◆ Exercises ◆
A - From the article on Claude's new features below, output the passage that begins at the words "Claude Sonnet 3.5: A" and stops after "sacrificing response speed.".
B - In the article on Claude's new features below, what is Claude Sonnet 3.5's new maximum output limit in the API?

Claude’s recent updates lean more toward “practical, shippable productivity”: stronger models, longer outputs, more transparent usage, and easier-to-navigate documentation. This article takes the shortest path to help you understand Claude’s key new features—and tells you which scenarios are most worth using right away.
Claude Sonnet 3.5: A Stronger Default Choice
Claude Sonnet 3.5 is positioned by the official team as a version whose “performance surpasses Claude Opus 3 while maintaining speed and cost advantages,” making it suitable for everyday writing, summarization, Q&A, and coding assistance. For most people, this means higher stability on complex tasks without sacrificing response speed.
If you regularly use Claude to handle long documents, clarify requirements, or run multi-turn discussions, you’ll more clearly feel that its understanding of context is more coherent and it goes off-topic less.
Claude Extended Output: From 4096 to 8192 Tokens
A particularly practical update for developers is that Claude Sonnet 3.5’s maximum output limit in the API has doubled from 4096 to 8192 tokens. Long reports, long code generation, and detailed proposals finally no longer require frequent “continue writing.”
The enablement method is also clear: add the request header anthropic-beta with the value max-tokens-3-5-sonnet-2024-07-15 to turn on Claude’s longer-output capability.
A More Useful Claude Console: Usage and Cost Dashboards Are Live
The Claude developer console has added “Usage” and “Cost” tabs, allowing you to track consumption by USD amount, token count, and API key. For teams or people running multiple projects in parallel, this kind of visualization directly reduces arguments like “who burned through the quota?”

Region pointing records
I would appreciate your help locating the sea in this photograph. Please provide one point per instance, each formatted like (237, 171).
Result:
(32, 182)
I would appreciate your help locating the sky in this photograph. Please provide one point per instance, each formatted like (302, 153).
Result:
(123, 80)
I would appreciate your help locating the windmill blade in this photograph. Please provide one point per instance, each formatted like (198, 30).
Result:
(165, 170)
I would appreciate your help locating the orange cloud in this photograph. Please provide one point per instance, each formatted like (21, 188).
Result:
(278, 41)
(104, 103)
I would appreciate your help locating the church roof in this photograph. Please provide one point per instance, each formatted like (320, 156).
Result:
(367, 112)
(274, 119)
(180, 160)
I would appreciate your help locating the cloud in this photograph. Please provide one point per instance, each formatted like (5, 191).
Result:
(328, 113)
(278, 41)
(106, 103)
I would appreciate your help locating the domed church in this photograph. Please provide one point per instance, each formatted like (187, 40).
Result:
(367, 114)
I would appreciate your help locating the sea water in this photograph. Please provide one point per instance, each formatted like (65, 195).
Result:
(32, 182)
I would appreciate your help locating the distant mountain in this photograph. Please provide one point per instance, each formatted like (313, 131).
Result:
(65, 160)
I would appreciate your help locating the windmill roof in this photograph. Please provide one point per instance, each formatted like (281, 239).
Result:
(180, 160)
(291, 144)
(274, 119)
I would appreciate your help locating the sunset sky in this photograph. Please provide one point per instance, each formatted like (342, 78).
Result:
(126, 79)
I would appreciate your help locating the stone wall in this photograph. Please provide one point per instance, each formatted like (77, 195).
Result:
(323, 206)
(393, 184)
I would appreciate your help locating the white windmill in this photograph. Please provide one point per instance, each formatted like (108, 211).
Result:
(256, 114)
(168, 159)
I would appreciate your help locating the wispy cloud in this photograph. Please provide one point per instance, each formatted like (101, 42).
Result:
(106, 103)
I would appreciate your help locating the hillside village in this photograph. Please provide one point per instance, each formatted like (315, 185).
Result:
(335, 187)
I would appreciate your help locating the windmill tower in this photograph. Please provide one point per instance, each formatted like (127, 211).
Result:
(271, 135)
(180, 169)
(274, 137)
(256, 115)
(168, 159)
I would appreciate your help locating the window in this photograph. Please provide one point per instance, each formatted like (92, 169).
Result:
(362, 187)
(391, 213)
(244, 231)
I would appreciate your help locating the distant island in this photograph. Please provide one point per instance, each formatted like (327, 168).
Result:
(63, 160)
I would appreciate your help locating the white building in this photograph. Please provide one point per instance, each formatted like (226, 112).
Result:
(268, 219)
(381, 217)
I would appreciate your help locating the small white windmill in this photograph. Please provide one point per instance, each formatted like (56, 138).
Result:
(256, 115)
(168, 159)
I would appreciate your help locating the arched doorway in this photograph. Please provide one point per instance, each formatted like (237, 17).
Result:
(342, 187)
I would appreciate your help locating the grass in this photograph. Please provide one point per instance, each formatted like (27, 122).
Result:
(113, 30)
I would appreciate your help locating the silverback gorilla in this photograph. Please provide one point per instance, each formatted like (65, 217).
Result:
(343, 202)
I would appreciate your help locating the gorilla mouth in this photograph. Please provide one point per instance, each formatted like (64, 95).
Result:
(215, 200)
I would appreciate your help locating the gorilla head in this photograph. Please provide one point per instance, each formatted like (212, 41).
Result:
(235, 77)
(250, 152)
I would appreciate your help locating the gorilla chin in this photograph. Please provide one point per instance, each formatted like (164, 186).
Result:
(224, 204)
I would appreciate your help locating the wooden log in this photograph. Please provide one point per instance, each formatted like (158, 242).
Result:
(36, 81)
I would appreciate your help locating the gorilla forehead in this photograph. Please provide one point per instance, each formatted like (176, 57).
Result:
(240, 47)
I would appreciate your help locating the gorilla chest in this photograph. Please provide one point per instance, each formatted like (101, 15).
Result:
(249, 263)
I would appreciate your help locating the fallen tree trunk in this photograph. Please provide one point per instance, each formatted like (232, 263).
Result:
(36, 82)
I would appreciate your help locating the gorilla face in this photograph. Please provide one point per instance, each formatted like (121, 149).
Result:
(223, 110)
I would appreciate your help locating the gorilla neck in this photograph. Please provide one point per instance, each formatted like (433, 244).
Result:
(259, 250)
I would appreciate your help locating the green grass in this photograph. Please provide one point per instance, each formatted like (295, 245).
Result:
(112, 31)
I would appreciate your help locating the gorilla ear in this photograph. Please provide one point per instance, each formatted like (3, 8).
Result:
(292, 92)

◆ Answers to each task ◆
A -
Claude Sonnet 3.5: A Stronger Default Choice
Claude Sonnet 3.5 is positioned by the official team as a version whose “performance surpasses Claude Opus 3 while maintaining speed and cost advantages,” making it suitable for everyday writing, summarization, Q&A, and coding assistance. For most people, this means higher stability on complex tasks without sacrificing response speed.

B - 8192 tokens, doubled from 4096.